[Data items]
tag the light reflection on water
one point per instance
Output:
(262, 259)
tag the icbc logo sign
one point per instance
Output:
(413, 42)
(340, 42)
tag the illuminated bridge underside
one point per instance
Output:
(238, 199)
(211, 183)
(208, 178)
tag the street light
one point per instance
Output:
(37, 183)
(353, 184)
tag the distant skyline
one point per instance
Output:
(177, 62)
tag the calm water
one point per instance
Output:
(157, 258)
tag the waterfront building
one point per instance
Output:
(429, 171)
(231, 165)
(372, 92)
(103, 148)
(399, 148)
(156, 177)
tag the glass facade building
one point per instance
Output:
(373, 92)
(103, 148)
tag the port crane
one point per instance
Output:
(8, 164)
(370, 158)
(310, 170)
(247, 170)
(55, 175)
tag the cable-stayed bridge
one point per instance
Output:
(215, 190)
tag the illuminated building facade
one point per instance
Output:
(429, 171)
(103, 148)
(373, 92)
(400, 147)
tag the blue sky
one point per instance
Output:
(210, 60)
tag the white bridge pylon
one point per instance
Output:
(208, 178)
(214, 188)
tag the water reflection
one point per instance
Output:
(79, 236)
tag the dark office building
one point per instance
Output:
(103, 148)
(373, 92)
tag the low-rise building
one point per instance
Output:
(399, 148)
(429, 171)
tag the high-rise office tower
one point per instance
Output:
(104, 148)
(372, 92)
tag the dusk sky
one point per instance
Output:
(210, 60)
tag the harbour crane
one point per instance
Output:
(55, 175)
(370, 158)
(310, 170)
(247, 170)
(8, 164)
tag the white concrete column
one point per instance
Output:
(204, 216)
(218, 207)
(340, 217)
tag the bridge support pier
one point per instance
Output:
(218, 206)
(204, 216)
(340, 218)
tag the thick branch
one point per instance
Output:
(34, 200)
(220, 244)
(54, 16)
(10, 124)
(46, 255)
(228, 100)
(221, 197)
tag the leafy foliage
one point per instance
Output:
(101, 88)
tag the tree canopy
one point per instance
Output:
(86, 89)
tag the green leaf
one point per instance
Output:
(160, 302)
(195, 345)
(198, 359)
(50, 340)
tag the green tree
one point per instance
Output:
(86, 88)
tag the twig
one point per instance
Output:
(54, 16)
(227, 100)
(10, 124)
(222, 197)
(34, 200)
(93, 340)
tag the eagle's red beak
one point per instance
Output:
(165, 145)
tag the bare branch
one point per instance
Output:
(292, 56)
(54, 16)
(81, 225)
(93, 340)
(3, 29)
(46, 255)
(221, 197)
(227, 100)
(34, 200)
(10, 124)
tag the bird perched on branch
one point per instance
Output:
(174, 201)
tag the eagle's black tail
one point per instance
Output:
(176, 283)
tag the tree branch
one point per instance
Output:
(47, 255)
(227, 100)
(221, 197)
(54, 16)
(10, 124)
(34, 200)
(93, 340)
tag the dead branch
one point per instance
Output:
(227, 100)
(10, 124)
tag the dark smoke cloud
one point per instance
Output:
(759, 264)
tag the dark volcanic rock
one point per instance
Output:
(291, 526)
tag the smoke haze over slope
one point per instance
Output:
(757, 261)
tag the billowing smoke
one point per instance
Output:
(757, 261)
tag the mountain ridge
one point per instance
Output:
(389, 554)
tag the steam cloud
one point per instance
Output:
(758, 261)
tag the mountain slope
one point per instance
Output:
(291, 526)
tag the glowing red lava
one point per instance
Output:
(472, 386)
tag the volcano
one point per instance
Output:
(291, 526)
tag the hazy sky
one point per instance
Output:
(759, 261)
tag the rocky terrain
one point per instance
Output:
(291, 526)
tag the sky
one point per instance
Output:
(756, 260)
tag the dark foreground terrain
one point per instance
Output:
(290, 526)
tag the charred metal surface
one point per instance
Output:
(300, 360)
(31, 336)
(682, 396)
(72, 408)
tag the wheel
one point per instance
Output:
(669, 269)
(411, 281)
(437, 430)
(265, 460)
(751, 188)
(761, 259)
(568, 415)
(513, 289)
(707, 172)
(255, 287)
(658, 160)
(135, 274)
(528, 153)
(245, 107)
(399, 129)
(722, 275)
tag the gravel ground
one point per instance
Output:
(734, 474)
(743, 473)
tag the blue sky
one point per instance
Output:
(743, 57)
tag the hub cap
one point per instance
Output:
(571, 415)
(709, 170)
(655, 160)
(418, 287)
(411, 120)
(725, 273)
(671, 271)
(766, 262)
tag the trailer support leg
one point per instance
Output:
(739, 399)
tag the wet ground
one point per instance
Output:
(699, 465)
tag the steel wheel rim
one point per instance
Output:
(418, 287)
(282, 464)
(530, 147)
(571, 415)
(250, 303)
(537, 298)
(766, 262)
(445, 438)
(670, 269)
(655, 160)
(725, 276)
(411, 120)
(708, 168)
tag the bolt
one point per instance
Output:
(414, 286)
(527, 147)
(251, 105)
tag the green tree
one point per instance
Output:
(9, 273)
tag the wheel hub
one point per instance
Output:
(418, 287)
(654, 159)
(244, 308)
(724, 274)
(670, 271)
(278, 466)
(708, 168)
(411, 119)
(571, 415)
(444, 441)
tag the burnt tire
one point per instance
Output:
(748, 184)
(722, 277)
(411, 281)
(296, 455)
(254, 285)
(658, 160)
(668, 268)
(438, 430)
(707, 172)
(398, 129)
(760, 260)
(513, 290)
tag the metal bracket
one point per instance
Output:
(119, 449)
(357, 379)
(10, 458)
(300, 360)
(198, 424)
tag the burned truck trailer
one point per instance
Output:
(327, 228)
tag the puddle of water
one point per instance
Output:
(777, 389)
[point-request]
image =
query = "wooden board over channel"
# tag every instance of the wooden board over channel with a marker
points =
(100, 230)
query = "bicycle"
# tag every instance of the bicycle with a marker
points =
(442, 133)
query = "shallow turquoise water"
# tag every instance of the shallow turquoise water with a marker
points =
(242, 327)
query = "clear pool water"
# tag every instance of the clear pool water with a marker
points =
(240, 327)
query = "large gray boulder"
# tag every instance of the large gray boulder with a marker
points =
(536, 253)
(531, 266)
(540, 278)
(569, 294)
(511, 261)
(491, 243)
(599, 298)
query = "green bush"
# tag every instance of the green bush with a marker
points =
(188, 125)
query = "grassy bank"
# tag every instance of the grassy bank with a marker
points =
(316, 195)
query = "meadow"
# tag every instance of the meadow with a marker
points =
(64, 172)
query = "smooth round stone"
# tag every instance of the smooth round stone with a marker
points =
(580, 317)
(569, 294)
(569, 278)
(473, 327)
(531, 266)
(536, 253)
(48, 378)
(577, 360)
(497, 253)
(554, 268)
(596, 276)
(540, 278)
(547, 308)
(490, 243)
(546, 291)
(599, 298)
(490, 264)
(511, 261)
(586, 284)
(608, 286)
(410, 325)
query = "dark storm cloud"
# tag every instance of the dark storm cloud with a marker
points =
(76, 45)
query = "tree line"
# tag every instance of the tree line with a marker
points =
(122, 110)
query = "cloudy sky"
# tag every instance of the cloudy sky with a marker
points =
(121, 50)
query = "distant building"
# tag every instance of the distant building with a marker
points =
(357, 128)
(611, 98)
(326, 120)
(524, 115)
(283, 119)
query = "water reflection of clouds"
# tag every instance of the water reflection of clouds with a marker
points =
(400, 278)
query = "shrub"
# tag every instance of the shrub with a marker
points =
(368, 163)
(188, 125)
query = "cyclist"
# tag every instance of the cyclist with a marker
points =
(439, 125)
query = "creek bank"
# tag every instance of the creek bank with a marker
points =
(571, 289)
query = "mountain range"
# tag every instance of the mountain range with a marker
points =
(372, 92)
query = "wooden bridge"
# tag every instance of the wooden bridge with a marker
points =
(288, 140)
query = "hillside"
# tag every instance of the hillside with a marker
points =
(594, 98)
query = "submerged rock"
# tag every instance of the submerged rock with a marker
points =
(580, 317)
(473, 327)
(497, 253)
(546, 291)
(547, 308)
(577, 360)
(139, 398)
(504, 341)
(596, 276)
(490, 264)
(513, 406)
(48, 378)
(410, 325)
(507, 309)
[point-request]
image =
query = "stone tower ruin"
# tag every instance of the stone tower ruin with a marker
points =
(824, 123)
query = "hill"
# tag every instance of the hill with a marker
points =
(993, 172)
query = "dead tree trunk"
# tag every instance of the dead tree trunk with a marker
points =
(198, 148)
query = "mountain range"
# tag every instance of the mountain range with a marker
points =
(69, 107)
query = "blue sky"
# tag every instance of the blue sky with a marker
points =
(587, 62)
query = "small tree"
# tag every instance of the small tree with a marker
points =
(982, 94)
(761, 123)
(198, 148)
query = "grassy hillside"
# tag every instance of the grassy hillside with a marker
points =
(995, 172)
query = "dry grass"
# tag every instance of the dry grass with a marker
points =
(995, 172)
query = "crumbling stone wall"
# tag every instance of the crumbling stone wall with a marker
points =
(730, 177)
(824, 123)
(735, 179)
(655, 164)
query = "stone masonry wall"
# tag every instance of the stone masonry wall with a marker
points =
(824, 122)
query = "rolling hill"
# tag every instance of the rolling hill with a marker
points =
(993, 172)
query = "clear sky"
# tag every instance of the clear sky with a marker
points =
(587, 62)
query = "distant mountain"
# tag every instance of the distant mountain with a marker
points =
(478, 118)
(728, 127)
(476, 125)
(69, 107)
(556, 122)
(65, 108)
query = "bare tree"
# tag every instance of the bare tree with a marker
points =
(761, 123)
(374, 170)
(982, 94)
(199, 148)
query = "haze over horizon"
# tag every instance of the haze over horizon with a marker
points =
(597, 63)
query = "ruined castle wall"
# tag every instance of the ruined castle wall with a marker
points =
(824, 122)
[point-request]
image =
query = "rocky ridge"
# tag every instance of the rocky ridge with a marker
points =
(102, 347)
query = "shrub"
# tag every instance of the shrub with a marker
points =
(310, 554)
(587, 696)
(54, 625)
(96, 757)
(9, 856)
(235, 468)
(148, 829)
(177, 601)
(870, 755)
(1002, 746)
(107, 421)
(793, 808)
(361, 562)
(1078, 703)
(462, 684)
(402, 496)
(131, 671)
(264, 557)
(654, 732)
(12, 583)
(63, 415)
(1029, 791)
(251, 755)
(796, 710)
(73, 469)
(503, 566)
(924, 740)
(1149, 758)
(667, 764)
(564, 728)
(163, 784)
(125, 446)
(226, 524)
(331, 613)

> **TASK OBJECTIVE**: Which of the lines above include the word "turquoise"? List those lines.

> **SOLUTION TO THE PROBLEM**:
query = "shallow turquoise water"
# tag every instance of the shallow turquoise water with a marker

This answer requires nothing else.